▶ _Exercises to complete_
A) In the EXCAVATE-HT setup text, what are the two modes the tool can be run in?
B) Continue the EXCAVATE-HT setup text from where it ends.

▶ _Source document_
= = = = = = =

2. Cell line VCF files

Download both the compressed VCF file and its index:

  • cell-line.vcf.gz

  • cell-line.vcf.gz.tbi

3. Population VCF files

Download population variant data (e.g., from the 1000 Genomes Project: https://hgdownload.soe.ucsc.edu/gbdb/hg38/1000Genomes/)

You’ll need:

  • population.vcf.gz

  • population.vcf.gz.tbi

Note: Genome files can be large (several GB). Download times will vary based on your internet connection.

Expected directory structure

After setup, your directory structure should look like this:

~/Downloads/excavate-ht/
├── EXCAVATE-HT/
│   ├── environment.yml
│   ├── (other repository files)
├── input_data/
│   ├── chr1_sequence.fasta
│   ├── cell-line.vcf.gz
│   ├── cell-line.vcf.gz.tbi
│   ├── population.vcf.gz
│   └── population.vcf.gz.tbi
└── output_results/

Using EXCAVATE-HT

EXCAVATE-HT can be run in two modes: generate and pair.

To see detailed help for each mode:

excavate-ht generate --help
excavate-ht pair --help

For parameter descriptions and usage examples, see the full documentation.

Off-target Analysis Setup

EXCAVATE-HT performs off-target analysis using Bowtie to identify:

  • Exact genome-wide matches

  • Optional 1-bp mismatches on a target chromosome

You have three options for providing genome reference data:

  1. Use prebuilt hg38 Bowtie indexes (recommended)

= = = = = = =

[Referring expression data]
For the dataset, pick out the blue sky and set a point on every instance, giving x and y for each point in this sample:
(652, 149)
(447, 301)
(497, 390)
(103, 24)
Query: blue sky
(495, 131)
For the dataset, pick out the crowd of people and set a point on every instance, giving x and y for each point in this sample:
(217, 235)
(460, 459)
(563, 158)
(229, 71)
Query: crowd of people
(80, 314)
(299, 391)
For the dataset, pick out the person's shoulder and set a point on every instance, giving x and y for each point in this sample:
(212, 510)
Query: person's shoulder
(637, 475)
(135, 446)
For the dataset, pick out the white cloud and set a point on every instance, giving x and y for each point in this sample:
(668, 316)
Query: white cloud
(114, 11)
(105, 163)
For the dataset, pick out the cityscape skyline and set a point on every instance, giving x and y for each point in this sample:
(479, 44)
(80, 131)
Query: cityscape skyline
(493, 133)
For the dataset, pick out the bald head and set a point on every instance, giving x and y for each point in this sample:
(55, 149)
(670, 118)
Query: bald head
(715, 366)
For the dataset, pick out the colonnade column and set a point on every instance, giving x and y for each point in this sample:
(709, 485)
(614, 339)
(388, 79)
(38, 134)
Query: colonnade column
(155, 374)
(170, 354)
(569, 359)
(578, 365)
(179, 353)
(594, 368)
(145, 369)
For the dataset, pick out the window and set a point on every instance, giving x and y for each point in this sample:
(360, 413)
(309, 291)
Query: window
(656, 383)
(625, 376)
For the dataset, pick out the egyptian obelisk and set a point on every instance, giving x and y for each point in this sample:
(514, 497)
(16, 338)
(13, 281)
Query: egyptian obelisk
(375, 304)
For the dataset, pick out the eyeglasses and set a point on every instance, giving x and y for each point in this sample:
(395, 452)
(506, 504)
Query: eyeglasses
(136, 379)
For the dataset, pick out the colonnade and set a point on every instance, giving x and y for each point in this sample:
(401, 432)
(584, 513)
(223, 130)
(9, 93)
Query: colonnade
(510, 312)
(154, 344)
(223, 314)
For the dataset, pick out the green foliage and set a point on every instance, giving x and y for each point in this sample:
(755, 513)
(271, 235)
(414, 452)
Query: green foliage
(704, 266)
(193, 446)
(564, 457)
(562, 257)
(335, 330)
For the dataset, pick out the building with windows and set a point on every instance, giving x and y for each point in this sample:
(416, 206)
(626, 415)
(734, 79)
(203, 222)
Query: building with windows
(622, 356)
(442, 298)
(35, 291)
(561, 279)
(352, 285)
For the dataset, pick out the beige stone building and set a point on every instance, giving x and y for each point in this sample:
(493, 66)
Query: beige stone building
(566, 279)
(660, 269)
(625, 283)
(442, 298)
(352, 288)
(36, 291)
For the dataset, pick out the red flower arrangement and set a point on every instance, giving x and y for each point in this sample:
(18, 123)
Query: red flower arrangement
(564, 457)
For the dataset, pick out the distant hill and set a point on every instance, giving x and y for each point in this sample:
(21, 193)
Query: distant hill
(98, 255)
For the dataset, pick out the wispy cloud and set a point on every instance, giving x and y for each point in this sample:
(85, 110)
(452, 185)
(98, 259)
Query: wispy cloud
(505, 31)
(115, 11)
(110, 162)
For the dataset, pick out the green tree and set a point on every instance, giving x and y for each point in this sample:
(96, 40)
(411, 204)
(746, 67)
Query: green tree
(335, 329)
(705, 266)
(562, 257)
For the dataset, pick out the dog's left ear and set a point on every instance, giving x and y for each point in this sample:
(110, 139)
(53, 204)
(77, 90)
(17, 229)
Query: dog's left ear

= = = = = = =

▶ _List of answers_
A) Generate and pair.

B)
  2. Provide your own existing Bowtie indexes

  3. Provide a genome FASTA file and let EXCAVATE-HT build indexes automatically

Option B: Use your own Bowtie index

If you already have Bowtie indexes (either .ebwt or .bt2 format), specify the path to the index prefix:

--genome-index-prefix /full/path/to/index_prefix

Example:

excavate-ht generate \
  --input variants.vcf \
  --off-targets \
  --genome-index-prefix /data/genomes/hg38/GRCh38_noalt_as

This prefix should correspond to index files such as:

  • GRCh38_noalt_as.1.bt2

  • GRCh38_noalt_as.2.bt2

  • GRCh38_noalt_as.3.bt2

  • GRCh38_noalt_as.4.bt2

  • (or .ebwt equivalents)

EXCAVATE-HT will automatically detect whether .bt2 or .ebwt indexes are present.

Option C: Build indexes from a genome FASTA

If no indexes are provided, EXCAVATE-HT will build Bowtie indexes automatically from your genome FASTA file:

--genome-fa /path/to/genome.fa

Indexes are created in <outdir>/bowtie_index/ and reused on subsequent runs.

Example:

excavate-ht generate \
  --input variants.vcf \
  --genome-fa genome.fa \
  --off-targets

Example Off-target Commands

Using automatic hg38 download:

excavate-ht generate \
  --input variants.vcf \
  --genome-fa genome.fa \
  --off-targets \
  --download-hg38

Using existing indexes:

excavate-ht generate \
  --input variants.vcf \
  --off-targets \
  --genome-index-prefix /data/hg38/GRCh38_noalt_as

Building indexes from FASTA:

excavate-ht generate \
  --input variants.vcf \
  --genome-fa /path/to/hg38.fa \
  --off-targets

Notes and Requirements

Requirements:

  • Bowtie ≥ 1.2.3 is required (automatically checked at runtime)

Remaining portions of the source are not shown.